_WHAT TO PRODUCE_.
The answer must be an exact reprint of the lines from the one with "of the green" through the final line of the data, with no pictures included.

_EXERCISE INPUTS_.
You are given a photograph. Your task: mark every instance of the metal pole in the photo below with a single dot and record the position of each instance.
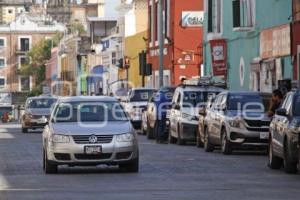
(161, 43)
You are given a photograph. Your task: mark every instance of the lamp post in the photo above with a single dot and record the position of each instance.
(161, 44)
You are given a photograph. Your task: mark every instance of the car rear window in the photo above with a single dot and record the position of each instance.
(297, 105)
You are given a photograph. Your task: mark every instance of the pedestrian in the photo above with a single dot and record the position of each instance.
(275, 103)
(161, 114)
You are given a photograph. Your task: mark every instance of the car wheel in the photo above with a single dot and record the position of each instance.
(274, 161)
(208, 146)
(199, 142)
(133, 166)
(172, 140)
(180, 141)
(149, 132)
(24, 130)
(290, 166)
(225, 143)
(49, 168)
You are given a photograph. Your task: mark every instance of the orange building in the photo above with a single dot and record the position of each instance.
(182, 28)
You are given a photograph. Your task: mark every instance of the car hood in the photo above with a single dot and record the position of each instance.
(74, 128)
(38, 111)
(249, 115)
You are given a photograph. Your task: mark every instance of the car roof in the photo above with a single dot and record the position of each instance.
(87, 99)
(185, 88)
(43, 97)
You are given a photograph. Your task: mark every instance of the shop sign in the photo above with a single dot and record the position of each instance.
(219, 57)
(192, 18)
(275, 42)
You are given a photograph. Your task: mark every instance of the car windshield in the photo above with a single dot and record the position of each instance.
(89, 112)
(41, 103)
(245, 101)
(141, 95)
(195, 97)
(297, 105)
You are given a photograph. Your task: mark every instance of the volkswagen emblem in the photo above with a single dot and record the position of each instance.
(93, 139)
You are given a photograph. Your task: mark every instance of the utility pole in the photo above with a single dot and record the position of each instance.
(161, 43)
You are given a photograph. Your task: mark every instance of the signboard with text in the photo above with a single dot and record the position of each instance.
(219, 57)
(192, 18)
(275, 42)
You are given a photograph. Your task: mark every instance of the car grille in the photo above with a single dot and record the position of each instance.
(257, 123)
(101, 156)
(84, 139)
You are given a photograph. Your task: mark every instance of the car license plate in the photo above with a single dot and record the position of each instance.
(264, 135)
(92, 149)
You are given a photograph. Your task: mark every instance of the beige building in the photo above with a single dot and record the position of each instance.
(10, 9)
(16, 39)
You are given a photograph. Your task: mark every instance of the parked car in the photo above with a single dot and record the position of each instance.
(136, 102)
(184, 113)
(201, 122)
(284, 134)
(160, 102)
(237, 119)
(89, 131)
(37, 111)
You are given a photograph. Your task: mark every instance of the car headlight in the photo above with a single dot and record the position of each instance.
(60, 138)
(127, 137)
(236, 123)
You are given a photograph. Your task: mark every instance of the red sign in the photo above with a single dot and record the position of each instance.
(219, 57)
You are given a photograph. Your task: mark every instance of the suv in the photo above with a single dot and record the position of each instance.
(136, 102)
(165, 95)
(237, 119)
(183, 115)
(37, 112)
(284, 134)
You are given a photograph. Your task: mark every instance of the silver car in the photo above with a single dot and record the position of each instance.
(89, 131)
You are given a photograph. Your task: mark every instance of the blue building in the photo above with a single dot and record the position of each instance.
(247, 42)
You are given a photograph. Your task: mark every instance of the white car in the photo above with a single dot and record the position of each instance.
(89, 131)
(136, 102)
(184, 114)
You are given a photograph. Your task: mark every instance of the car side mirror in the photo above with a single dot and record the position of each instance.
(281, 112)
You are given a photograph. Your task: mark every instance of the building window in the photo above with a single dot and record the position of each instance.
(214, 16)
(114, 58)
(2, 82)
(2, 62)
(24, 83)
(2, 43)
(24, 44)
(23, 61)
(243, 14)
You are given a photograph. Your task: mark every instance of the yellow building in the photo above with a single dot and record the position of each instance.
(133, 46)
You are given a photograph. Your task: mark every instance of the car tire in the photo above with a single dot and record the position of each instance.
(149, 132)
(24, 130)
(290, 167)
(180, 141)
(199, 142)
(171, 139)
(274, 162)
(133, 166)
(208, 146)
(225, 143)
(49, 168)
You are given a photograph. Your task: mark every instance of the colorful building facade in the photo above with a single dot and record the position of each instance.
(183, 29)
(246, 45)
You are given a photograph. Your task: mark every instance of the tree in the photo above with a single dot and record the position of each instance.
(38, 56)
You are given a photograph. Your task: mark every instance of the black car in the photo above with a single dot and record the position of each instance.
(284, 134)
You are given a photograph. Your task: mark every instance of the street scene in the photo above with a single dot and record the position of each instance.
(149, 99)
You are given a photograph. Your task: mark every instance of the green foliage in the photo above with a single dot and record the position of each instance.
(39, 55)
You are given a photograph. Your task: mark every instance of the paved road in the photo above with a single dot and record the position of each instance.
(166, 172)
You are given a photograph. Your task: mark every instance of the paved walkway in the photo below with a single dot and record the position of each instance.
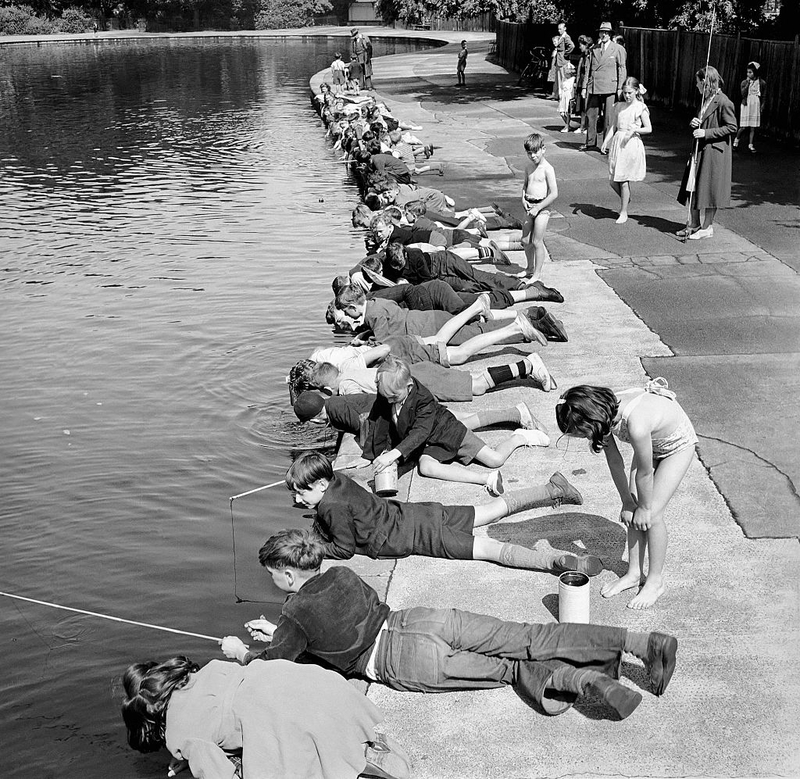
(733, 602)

_ANSWER BELOW_.
You are given a photograph. Your task: mark every instance of the green foliage in the photo above with a single dot and record the position of each instance.
(39, 55)
You are given a photograph. Your task: mark every instance of the paved road in the photo above with a single dot and record the position of each instance.
(166, 172)
You are given a photograph. Your task: mark every instance of the paved walkway in the photo below with a single dot and record the position of each instance.
(733, 602)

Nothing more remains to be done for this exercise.